*DO THIS*.
Please print exactly the lines running from the one that contains "ceiling fan light" to the end of the data, with both lines included.

* BEGIN DATA SECTION *

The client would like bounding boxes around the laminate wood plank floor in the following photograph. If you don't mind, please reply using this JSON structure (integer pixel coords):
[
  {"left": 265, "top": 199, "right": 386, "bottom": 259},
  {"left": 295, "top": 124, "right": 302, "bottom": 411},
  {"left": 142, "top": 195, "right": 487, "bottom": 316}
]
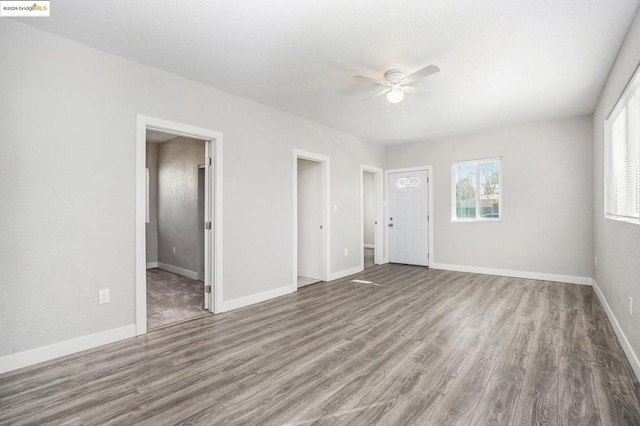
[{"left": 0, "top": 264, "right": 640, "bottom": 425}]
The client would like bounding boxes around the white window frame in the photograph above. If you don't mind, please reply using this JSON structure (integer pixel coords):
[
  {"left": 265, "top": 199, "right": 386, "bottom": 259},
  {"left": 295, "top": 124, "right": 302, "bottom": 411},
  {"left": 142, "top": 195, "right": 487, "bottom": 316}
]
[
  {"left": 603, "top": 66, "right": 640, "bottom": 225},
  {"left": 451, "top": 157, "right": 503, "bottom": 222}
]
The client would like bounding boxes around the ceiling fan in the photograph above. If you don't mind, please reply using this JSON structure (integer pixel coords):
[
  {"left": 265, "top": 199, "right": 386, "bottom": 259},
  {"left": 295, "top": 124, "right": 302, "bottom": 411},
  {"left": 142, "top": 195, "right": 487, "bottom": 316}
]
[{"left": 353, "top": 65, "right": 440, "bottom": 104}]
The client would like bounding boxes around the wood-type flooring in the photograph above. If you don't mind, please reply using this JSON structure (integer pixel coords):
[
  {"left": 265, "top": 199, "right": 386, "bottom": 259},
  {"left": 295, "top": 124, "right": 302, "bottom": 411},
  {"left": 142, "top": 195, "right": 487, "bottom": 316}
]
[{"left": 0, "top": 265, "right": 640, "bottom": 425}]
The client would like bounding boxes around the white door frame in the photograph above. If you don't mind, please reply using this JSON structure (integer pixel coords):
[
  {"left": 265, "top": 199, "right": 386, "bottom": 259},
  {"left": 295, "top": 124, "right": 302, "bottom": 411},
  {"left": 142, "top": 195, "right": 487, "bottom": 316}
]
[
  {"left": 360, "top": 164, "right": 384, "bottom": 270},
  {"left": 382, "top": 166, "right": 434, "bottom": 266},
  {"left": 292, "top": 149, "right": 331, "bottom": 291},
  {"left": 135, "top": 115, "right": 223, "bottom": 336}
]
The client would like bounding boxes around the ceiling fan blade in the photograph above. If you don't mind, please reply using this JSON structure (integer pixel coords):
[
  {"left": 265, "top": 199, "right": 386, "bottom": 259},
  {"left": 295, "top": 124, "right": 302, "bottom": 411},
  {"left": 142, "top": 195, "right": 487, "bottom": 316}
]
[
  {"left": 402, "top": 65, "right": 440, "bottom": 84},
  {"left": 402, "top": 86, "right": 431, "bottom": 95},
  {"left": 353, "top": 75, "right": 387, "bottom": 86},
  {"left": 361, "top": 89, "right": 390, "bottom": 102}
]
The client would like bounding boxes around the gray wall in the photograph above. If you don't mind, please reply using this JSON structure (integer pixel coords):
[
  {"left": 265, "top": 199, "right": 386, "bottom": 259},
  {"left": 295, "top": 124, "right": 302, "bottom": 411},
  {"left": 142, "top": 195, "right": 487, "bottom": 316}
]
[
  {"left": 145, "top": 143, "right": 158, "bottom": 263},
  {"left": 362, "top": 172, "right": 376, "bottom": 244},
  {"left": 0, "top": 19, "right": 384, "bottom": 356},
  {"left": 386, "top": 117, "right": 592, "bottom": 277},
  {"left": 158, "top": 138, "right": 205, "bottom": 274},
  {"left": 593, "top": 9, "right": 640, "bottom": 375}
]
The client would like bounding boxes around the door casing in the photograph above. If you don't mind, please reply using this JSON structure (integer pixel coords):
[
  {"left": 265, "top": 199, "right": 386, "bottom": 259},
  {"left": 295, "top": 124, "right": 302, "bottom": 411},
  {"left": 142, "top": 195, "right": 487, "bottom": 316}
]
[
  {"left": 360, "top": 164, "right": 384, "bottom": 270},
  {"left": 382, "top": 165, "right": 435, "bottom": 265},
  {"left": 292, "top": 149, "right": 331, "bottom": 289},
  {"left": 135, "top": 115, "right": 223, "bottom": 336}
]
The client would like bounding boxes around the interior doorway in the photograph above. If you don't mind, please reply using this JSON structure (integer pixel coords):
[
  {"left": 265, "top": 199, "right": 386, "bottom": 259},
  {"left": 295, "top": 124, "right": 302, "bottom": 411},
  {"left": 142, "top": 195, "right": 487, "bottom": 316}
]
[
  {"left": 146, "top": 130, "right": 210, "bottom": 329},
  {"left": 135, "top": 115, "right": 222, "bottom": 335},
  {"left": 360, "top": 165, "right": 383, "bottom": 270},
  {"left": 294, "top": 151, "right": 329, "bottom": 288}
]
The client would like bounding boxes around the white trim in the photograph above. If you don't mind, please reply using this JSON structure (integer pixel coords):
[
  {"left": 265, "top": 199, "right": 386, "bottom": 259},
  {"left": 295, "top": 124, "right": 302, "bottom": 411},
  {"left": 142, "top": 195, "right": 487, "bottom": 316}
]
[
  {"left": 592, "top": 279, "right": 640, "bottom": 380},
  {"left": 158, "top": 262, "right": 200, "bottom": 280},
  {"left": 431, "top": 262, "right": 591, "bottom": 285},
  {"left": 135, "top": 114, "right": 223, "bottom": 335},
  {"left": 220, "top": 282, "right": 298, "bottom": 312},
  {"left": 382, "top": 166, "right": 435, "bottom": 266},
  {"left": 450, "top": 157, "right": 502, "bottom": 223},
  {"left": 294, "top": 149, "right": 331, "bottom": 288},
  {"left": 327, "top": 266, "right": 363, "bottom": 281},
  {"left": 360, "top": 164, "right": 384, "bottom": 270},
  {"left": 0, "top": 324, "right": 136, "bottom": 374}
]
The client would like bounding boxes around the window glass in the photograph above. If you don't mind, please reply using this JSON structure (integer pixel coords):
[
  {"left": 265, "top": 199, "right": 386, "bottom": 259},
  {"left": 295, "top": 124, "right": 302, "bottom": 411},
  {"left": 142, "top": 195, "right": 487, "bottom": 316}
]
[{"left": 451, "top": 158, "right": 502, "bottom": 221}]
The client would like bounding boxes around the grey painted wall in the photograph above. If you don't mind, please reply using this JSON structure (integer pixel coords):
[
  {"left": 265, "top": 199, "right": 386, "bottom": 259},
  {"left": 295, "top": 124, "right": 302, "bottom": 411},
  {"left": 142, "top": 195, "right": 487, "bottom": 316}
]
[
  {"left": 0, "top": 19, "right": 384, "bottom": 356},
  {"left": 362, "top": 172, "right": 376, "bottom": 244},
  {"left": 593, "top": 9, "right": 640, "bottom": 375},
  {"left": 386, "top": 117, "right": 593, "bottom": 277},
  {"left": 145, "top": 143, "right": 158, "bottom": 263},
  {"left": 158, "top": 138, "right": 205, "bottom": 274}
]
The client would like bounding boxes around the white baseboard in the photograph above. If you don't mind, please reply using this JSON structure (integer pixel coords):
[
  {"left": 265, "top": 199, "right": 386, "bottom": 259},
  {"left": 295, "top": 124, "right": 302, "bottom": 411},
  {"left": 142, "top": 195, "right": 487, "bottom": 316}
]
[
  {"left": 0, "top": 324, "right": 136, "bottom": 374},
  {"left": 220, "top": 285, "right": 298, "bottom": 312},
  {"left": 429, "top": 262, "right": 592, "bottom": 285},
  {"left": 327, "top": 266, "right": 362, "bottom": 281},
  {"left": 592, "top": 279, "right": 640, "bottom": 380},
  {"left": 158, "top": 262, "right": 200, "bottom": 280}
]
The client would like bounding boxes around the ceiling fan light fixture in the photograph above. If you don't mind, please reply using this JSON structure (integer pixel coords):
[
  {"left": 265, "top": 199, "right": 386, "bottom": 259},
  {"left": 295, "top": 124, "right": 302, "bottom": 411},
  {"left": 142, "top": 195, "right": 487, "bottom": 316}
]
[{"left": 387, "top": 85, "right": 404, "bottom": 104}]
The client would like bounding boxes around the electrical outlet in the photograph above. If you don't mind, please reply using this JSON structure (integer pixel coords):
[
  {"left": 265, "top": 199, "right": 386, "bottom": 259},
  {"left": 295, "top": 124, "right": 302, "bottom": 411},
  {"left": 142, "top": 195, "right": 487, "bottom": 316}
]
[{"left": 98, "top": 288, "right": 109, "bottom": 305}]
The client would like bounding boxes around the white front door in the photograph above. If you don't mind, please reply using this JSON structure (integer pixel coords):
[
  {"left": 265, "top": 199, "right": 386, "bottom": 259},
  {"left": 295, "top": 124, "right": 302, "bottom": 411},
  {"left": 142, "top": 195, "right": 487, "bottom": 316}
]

* END DATA SECTION *

*RESULT BELOW*.
The client would like bounding boxes around the ceiling fan light fixture in the photograph above. If you don't mind, please reply using this JSON structure (integer pixel coords):
[
  {"left": 265, "top": 199, "right": 386, "bottom": 259},
  {"left": 295, "top": 124, "right": 302, "bottom": 411},
  {"left": 142, "top": 195, "right": 487, "bottom": 316}
]
[{"left": 387, "top": 85, "right": 404, "bottom": 104}]
The client would like bounding boxes around the electrical outlet in the photograph above. If you don't mind, please reply using this JSON structure (integer pixel coords):
[
  {"left": 265, "top": 199, "right": 386, "bottom": 259},
  {"left": 295, "top": 124, "right": 302, "bottom": 411},
  {"left": 142, "top": 195, "right": 487, "bottom": 316}
]
[{"left": 98, "top": 288, "right": 109, "bottom": 305}]
The client would like bounding boxes around the white front door in the photograph above. If you don't mind, please reply using this JSON structure (integer pixel coords):
[
  {"left": 265, "top": 199, "right": 386, "bottom": 259},
  {"left": 295, "top": 124, "right": 302, "bottom": 411},
  {"left": 142, "top": 195, "right": 487, "bottom": 316}
]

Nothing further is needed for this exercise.